SOURCE DOCUMENT:
+--
Fracking support growing in New York
The natural gas industry sees hopeful signs in a new poll that finds more New Yorkers now support hydrofracking.
A Quinnipiac University survey also finds upstaters, who live where the gas drilling process would occur, back fracking in greater numbers.
The Quinnipiac poll finds that by a narrow four point margin, New Yorkers surveyed believe that the economic benefits of natural gas drilling, including job creation, outweigh the potential harmful environmental effects. Quinnipiac’s Mickey Carroll says opinion is still somewhat evenly divided.
“People are split,” Carroll said.
But, for the first time in more than a year, a growing number of upstate voters, many of whom live in areas above the Marcellus Shale natural gas deposits, support hydrofracking by 48% to 41%.
Jim Smith, with the Independent Oil and Gas Association, a lobby group for the gas industry, says recent events may be influencing New Yorkers to think more positively about fracking. He says both GOP nominee Mitt Romney and President Obama support the expansion of hydrofracking, and New York City Mayor Mike Bloomberg has also spoken in favor of the process.
+--
DATA EXCERPTS:
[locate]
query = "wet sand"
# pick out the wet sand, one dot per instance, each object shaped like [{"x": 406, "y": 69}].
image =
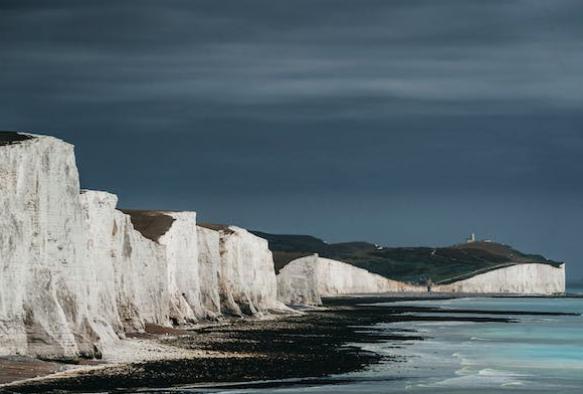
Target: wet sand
[{"x": 312, "y": 346}]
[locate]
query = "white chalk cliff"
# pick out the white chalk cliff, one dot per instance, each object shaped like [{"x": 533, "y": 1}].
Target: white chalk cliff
[
  {"x": 76, "y": 273},
  {"x": 307, "y": 279},
  {"x": 524, "y": 279},
  {"x": 304, "y": 281}
]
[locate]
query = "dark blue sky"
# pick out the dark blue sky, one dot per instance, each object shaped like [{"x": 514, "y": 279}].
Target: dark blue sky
[{"x": 398, "y": 122}]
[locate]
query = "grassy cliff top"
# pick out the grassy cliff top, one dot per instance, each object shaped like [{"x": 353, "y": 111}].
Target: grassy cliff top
[{"x": 410, "y": 264}]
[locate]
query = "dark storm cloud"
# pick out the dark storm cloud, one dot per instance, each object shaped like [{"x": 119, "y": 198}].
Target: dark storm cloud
+--
EXERCISE DIRECTIONS: Continue the fracking poll article above from the end of its last paragraph.

YOUR RESPONSE:
“There certainly is a bump,” said Smith.
Walter Hang, with Toxics Targeting, an anti fracking group, has a different view of the poll result. He says when the margin of error in the poll is accounted for, New Yorkers are still conflicted about fracking.
“Who isn’t supporting getting jobs?” Hang asked. “But the question is, can we get the benefits without suffering irreparable harm? And I think that that is an open question.”
The poll comes as the Cuomo Administration appears to be once again delaying a decision on fracking. Initially the governor had indicated it would be out by the end of the summer, but now is not setting a time table.
Carroll, with Quinnipiac, says politically, it would be wise for the governor to wait until after the fall elections.
Hang, with Toxics Targeting, says if the Cuomo Administration were to announce a decision to begin limited fracking before November 6th, it could hurt Democratic congressional candidates running in the Southern Tier.
Democrats Dan Lamb and Nate Shinagawa are running highly competitive races against first time GOP incumbents Richard Hanna and Tom Reed.
“The governor is probably facing a lot of pressure not to make a final decision (before November),” said Hang. “Because he could reward the republican incumbents and take away one of the most powerful issues that democratic challengers are talking about.”
Smith, with the Independent Oil and Gas Association, says his group would like the decision to come sooner, after what he says has been a four year wait. But he says the gas drilling companies are prepared to work with the state’s environmental agency whenever they are ready to issue permits.
“We hold the governor to his word,” Smith said. “That this decision will be based on science and not politics.”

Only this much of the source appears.